▸ ITEMS
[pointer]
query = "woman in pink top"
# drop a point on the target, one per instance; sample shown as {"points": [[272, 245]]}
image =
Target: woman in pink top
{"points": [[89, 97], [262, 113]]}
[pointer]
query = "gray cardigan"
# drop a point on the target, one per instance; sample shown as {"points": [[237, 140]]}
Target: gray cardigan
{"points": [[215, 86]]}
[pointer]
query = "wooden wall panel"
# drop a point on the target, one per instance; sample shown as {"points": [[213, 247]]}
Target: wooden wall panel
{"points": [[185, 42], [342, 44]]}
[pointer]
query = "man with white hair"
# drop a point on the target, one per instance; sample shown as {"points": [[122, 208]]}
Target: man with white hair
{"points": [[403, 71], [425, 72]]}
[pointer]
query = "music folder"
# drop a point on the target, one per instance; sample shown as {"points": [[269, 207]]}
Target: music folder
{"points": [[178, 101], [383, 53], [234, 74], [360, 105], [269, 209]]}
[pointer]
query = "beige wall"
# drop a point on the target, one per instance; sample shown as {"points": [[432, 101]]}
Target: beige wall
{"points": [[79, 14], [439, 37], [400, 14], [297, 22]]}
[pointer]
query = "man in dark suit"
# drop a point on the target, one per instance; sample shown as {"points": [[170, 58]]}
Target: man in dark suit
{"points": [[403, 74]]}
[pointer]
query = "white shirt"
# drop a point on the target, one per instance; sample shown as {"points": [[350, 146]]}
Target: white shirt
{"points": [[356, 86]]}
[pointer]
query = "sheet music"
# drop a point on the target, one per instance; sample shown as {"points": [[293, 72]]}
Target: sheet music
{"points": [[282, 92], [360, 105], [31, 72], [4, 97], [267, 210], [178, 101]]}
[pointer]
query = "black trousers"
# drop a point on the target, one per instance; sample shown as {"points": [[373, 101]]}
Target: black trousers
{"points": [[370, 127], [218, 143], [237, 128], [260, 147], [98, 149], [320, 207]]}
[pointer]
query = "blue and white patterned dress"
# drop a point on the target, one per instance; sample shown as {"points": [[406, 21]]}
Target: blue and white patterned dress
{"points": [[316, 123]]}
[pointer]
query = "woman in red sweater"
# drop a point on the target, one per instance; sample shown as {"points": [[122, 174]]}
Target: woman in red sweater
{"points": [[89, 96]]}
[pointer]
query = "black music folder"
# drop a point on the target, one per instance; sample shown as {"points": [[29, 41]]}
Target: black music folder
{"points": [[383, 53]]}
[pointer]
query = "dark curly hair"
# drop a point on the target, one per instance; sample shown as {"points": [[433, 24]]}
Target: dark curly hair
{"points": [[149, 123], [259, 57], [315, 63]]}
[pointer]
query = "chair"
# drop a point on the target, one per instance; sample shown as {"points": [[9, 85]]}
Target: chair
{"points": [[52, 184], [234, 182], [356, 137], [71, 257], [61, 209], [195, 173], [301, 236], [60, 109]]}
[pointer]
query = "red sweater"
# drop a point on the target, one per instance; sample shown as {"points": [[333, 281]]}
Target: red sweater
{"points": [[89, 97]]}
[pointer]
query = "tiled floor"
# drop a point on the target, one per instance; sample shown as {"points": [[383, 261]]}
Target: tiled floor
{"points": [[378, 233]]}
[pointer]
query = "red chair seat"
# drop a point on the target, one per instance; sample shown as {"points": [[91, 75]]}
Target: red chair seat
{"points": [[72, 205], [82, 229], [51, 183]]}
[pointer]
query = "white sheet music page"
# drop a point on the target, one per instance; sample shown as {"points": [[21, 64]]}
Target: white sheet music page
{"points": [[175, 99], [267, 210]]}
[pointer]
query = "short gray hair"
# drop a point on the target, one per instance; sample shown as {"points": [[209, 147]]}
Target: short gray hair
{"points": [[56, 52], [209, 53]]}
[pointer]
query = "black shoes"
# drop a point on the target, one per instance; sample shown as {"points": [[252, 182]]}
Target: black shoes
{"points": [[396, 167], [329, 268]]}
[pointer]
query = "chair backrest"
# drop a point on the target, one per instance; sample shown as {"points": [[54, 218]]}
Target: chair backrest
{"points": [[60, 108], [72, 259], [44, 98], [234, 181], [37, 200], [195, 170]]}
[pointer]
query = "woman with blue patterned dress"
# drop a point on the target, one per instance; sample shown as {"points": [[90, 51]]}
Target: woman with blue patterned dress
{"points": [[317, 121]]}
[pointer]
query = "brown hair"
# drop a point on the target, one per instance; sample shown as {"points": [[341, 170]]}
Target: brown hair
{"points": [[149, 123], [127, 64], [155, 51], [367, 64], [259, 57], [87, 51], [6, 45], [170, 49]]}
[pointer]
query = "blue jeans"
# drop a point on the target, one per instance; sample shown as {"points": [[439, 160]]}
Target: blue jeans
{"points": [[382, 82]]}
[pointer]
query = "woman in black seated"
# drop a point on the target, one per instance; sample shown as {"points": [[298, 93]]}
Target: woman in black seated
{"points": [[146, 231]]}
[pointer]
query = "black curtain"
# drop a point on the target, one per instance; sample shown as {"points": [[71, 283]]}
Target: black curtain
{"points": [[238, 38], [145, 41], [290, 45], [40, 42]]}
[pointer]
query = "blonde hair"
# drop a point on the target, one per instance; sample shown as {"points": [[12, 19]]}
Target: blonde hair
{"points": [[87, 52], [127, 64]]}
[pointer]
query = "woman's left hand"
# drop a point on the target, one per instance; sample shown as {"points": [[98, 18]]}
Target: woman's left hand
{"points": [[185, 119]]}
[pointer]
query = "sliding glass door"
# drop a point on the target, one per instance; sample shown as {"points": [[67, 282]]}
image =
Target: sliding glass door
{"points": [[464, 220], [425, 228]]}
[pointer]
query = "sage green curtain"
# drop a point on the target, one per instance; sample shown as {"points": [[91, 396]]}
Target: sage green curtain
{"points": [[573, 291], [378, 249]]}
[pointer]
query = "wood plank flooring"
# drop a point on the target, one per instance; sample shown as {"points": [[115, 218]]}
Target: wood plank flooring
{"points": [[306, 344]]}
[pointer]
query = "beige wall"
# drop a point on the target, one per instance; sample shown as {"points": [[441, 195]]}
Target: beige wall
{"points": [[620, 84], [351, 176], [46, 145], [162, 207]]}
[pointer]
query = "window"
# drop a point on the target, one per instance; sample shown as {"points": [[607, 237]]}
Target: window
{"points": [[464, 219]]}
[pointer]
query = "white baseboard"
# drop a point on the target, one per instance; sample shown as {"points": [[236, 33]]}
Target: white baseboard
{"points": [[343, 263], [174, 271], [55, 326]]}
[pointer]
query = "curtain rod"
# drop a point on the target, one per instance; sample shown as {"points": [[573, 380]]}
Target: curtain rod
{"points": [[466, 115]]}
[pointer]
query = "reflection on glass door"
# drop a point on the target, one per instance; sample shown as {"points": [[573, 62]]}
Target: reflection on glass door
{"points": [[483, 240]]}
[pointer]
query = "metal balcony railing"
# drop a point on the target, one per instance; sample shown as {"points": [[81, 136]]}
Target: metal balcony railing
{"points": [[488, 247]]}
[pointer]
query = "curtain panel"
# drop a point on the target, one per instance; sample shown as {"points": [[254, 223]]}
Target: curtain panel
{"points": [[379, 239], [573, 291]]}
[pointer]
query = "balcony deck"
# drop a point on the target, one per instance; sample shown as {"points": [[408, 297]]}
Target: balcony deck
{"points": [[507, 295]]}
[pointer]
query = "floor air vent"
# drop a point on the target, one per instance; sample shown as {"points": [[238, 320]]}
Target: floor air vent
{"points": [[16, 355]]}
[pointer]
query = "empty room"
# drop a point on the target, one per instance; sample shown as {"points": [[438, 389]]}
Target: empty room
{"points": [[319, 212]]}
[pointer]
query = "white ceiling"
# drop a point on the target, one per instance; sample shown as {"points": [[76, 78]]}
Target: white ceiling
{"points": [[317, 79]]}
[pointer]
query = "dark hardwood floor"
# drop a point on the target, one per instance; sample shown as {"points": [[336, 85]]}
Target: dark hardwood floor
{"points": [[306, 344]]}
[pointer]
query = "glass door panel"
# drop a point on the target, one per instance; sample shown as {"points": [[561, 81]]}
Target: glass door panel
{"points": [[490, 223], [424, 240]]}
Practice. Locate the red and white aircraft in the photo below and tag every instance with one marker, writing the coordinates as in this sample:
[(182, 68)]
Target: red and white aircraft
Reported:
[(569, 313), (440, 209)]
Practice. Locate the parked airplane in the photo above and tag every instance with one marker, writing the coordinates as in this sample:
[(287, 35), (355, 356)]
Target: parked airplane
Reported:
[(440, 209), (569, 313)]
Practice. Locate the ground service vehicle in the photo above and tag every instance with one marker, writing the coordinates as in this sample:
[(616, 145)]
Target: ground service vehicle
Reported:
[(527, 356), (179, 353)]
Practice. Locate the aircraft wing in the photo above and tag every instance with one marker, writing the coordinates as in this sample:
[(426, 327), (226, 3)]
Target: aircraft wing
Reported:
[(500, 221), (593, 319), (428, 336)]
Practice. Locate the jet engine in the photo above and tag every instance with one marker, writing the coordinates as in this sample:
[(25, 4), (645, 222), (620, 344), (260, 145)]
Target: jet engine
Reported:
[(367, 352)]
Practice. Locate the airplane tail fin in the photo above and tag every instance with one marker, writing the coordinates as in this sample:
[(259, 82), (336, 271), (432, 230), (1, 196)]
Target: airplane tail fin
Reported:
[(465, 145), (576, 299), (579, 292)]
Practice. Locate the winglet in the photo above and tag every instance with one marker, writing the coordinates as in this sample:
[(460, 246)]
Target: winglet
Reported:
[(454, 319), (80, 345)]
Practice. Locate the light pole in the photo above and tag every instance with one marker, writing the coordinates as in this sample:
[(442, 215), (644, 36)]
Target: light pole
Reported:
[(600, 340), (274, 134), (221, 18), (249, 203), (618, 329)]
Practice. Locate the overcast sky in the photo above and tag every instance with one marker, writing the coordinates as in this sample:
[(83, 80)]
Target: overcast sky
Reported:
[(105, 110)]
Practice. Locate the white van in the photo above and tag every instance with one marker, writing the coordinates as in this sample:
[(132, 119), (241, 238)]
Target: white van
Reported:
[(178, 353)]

▸ THE REQUEST
Please reproduce every line, requests included, starting with the line that contains "Practice. Locate the airplane" and going on through the last line. Scale each coordinate in the answers by 2 and round to whole numbers, halves up, leaving the requests and their sample coordinates unchanged.

▸ FULL OUTPUT
Practice. Locate the airplane tail fin in the photo above and tag every instance with one marker, writing the coordinates as in this sample:
[(259, 82), (336, 271), (432, 230), (1, 196)]
Target: airplane tail fin
Reported:
[(930, 290), (1152, 598), (1158, 584)]
Practice. Locate the winglet in the photo above and tag every instance with one marker, writing the coordinates as in this sample:
[(460, 246)]
Target: winglet
Reported:
[(908, 638), (160, 690)]
Practice. Locate the light pole in the photo above and tag every instance with one marker, writing the coordinates as in this sample:
[(442, 215), (644, 36)]
Target: light pole
Reported:
[(1200, 680), (548, 268), (442, 36), (498, 406), (1236, 658)]
Practice. Locate the overcast sky in the photo above and tag every instance with one marker, writing the coordinates as in this sample:
[(83, 80)]
Target: overcast sky
Reported:
[(210, 220)]
Practice. Locate the white van in the photo above and tag every instance with one marker, writing the coordinates as in this sample:
[(132, 119), (241, 238)]
Target: white van
Reported:
[(356, 706)]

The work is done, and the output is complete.